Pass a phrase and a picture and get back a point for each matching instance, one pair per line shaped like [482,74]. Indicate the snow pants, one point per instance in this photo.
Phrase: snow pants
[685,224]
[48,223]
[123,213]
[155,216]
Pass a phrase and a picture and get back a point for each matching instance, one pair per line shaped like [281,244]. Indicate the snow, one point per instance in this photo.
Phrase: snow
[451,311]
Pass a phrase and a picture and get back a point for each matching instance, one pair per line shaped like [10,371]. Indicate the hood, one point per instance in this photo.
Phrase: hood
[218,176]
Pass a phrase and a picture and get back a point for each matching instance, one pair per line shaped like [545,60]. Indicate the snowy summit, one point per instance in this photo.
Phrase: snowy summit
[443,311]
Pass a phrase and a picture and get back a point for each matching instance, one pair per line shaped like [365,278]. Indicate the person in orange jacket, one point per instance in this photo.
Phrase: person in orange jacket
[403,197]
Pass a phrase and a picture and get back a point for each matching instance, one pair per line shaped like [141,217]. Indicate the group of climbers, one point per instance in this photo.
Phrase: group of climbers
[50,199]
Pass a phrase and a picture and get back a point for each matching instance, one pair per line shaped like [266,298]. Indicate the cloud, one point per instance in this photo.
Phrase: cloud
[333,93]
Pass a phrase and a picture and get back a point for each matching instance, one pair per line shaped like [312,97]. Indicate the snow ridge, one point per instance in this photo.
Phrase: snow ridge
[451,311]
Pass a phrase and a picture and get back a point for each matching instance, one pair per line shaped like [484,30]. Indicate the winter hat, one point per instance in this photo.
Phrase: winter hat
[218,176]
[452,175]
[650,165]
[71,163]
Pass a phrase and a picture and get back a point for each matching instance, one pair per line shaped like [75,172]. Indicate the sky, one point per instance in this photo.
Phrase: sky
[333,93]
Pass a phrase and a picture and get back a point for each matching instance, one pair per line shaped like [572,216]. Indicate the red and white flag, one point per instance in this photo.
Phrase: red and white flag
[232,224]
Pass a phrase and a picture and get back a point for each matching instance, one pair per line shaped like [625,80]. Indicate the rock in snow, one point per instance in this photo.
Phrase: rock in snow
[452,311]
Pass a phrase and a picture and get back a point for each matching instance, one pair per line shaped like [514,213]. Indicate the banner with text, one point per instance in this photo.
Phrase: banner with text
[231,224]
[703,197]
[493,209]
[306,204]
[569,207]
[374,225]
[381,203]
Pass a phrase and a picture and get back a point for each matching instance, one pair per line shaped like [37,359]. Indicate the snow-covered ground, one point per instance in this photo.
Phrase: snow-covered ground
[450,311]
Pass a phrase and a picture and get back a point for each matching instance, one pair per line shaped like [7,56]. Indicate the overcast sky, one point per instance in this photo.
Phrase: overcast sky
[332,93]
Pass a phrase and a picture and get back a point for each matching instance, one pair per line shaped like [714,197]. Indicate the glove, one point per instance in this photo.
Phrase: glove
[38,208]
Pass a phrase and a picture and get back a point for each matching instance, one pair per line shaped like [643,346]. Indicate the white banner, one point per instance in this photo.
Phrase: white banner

- EXERCISE INSTRUCTIONS
After reading through the records, retype all of them exactly.

- TASK RESPONSE
Pass a phrase and a picture and get back a point for each matching instance, one pair per line shaped like [482,74]. Indicate the snow pants, one point per instance in this photo.
Phrase: snow pants
[685,224]
[48,223]
[123,213]
[155,216]
Pass a phrase and a picture and get back a point for each matching instance, one pair per line shaped like [281,244]. Indicate the snow, one point per instance in this photo.
Phrase: snow
[451,311]
Pass a phrase and a picture and get back a point for each matching instance, one pair per line shaped like [10,371]. Indicate the hood, one point per instance in this photo.
Phrase: hood
[218,176]
Pass a phrase and a picture and get back a point for each matching instance, one pair per line shaped like [545,60]. Indicate the snowy summit, one point per instance in this photo.
Phrase: snowy summit
[443,311]
Pass a phrase and a picture and get back a point for each matching instance, one pair per line shaped like [365,278]. Indicate the person in orange jacket, one point per instance in this photo.
Phrase: person in orange jacket
[403,197]
Pass a phrase and a picture and get back a point for each matching instance, one pair per line shaped like [141,217]. Indicate the group of climbers, one point per instance in this photo.
Phrase: group of climbers
[50,199]
Pass a phrase and a picture and get back a point for each matching instance, one pair per line shaped like [266,298]. Indicate the cloud, one point per instance in this photo.
Phrase: cloud
[333,93]
Pass a phrase and a picture and get back a point for each matching instance, one pair per line shaped like [312,97]. Indicate the snow ridge, one point per instance in this photo.
Phrase: snow ridge
[451,311]
Pass a phrase and a picture and get back a point for each matching instance, one pair per line shaped like [484,30]. Indicate the winter hat, one point per instance in this photo.
Phrase: winter hat
[218,176]
[452,175]
[650,165]
[71,163]
Pass a phrase and a picture and get back a point for each matching instance, one pair per line shaped like [75,172]. Indicate the sky, one point per instance in this photo.
Phrase: sky
[333,93]
Pass a phrase and a picture and get back a point for each matching instance, one pair per line shaped like [572,216]. Indicate the red and white flag, one point per instance in this photo.
Phrase: red and white flag
[232,224]
Pass a phrase and a picture and get back a point for each matching instance, one pair per line shaped like [625,80]. Indicate the rock in snow, one point per instance in this photo.
Phrase: rock in snow
[452,311]
Pass a phrase and a picture and get back a point for each matching instance, one pair per line shaped like [514,213]. Indicate the banner with text, one point per instance in this photo.
Phrase: banner with text
[231,224]
[703,197]
[493,209]
[306,204]
[569,207]
[374,225]
[381,203]
Pass a phrase and a picture and get back a point for each matching instance, one pair per line shaped like [37,359]. Indicate the snow-covered ground, one point per instance in this photo.
Phrase: snow-covered ground
[450,311]
Pass a phrase and a picture and get back a point for each matching instance, one pair per line shaped like [7,56]. Indicate the overcast sky, one point per instance in this photo.
Phrase: overcast sky
[332,93]
Pass a phrase and a picture and get back a point for each matching instance, one pair per line shaped like [714,197]. Indicate the glove, one point per instance in this photo.
Phrase: glove
[38,208]
Pass a phrase and a picture and get back a point for each matching instance, one pair per line shaped like [643,346]. Indicate the white banner, one point per instance in this photo.
Phrase: white banner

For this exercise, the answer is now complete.